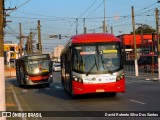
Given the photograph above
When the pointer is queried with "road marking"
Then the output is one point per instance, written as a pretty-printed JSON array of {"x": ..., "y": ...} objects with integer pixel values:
[
  {"x": 17, "y": 102},
  {"x": 137, "y": 101},
  {"x": 58, "y": 87}
]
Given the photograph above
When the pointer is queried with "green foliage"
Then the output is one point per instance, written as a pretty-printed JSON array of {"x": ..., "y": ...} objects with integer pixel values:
[{"x": 146, "y": 29}]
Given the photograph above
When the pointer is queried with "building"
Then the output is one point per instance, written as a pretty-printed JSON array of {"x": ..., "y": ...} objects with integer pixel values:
[
  {"x": 57, "y": 52},
  {"x": 11, "y": 53},
  {"x": 143, "y": 43}
]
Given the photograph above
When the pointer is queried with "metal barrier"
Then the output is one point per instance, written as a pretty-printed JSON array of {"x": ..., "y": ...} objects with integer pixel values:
[{"x": 130, "y": 71}]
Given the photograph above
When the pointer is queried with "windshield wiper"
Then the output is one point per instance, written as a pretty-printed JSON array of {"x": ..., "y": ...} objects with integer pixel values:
[
  {"x": 95, "y": 63},
  {"x": 106, "y": 67}
]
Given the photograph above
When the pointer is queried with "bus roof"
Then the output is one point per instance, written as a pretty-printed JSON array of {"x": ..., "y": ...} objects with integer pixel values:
[
  {"x": 34, "y": 56},
  {"x": 148, "y": 55},
  {"x": 94, "y": 37}
]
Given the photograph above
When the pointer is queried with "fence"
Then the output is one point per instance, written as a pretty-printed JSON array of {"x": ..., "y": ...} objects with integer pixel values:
[
  {"x": 10, "y": 71},
  {"x": 142, "y": 73}
]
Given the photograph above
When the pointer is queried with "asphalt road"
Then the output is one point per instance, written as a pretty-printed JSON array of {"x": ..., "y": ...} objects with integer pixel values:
[{"x": 140, "y": 96}]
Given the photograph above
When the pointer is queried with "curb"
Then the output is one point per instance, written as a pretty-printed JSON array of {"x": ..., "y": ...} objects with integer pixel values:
[{"x": 143, "y": 78}]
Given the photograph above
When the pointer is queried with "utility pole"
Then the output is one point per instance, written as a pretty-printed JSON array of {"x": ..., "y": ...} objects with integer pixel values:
[
  {"x": 76, "y": 26},
  {"x": 2, "y": 79},
  {"x": 111, "y": 29},
  {"x": 104, "y": 22},
  {"x": 85, "y": 29},
  {"x": 158, "y": 42},
  {"x": 30, "y": 43},
  {"x": 20, "y": 39},
  {"x": 135, "y": 46},
  {"x": 39, "y": 37}
]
******************************
PROBLEM TO WORK ON ->
Apart from the pictures, the entries above are to be repeated in full and exactly.

REPLY TO THE TASK ->
Given the photograph above
When the pointer is queried with "road marking"
Then the output is one point per instance, written as a pretty-printed JSON array of {"x": ..., "y": ...} objects with integer pixel values:
[
  {"x": 17, "y": 102},
  {"x": 137, "y": 101},
  {"x": 58, "y": 87}
]
Given the photograph above
When the pointer is queried with "green foliage"
Then the output is one point per instance, written as a pretty-printed JSON array of {"x": ..., "y": ...} objects with integer pixel values:
[{"x": 146, "y": 29}]
Given the photograph above
When the pointer is queried with "building"
Then the output is one point per instance, written as a pretty-printed JSON array of {"x": ..., "y": ...} objects with integer pixel values:
[
  {"x": 57, "y": 52},
  {"x": 11, "y": 53},
  {"x": 143, "y": 43}
]
Given the photograph above
When the pointer is queried with "metal barrier"
Then the output is one point per instance, written as a pretty-printed JSON array of {"x": ..., "y": ...} objects with integer pixel values:
[{"x": 130, "y": 71}]
Given the photograph above
When the pointer is queried with "windshield wiper"
Then the output is one point per instance, written as a pretty-printed JSON array of {"x": ..., "y": ...} objects with integer pixel values:
[
  {"x": 95, "y": 63},
  {"x": 106, "y": 67}
]
Given the photograph above
When the pointer is queried with "bus roof"
Then the output is one point per instance, written as a pretty-printed JSON array of {"x": ..., "y": ...} objects with integer pixel values:
[
  {"x": 34, "y": 56},
  {"x": 148, "y": 55},
  {"x": 94, "y": 37}
]
Given the photograph above
When the pointer is queried with "fence"
Then the output is one point per instance, written as a pretty-printed JSON array of {"x": ..., "y": ...} objects with integer pixel values:
[
  {"x": 10, "y": 71},
  {"x": 142, "y": 73}
]
Given the photograph above
When the pointer is queried with "asphalt road"
Then the output is one point per instance, written as a pretty-printed JSON array of {"x": ..., "y": ...} objects with integer pixel values:
[{"x": 140, "y": 96}]
Given the photograph above
When the pointer is queried with "curb"
Then the output is one point per instance, written as a pretty-printed JSON array of {"x": ..., "y": ...} objects with integer pixel values:
[{"x": 143, "y": 78}]
Given the photograph above
When the pointer is queried with "utility pole"
Then the output is one point per instance, written as a pretty-printed JSON array of {"x": ..., "y": ...} objects with integer pixel values:
[
  {"x": 76, "y": 26},
  {"x": 2, "y": 79},
  {"x": 111, "y": 29},
  {"x": 104, "y": 22},
  {"x": 85, "y": 29},
  {"x": 158, "y": 42},
  {"x": 30, "y": 43},
  {"x": 20, "y": 39},
  {"x": 135, "y": 46},
  {"x": 39, "y": 37}
]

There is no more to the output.